Whenever a line in this data holds the word "blue", report that line in full.

Recorded data:
........

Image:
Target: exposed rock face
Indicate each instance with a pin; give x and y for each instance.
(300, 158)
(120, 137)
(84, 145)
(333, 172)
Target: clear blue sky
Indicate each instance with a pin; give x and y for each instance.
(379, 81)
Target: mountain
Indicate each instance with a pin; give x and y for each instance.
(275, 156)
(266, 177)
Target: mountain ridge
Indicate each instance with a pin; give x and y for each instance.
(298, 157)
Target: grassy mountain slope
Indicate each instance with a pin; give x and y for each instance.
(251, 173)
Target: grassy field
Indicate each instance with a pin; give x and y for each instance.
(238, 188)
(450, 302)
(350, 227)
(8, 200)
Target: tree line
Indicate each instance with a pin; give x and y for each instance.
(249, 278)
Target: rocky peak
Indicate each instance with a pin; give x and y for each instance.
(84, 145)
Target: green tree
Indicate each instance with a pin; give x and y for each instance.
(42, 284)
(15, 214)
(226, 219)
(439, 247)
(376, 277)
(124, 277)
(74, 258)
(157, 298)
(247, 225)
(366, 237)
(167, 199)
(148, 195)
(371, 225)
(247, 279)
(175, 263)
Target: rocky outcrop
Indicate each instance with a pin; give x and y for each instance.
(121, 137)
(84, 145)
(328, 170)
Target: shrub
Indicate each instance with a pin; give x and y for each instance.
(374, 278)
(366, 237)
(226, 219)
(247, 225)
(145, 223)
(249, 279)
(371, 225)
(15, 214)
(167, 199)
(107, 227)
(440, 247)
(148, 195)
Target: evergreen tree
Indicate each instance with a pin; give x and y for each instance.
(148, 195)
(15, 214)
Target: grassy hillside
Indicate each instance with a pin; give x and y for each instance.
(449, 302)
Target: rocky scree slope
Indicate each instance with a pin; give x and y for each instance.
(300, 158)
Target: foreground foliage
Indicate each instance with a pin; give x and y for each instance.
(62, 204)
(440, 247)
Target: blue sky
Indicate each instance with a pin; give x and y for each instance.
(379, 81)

........

OUTPUT BELOW –
Target: clear blue sky
Target: blue sky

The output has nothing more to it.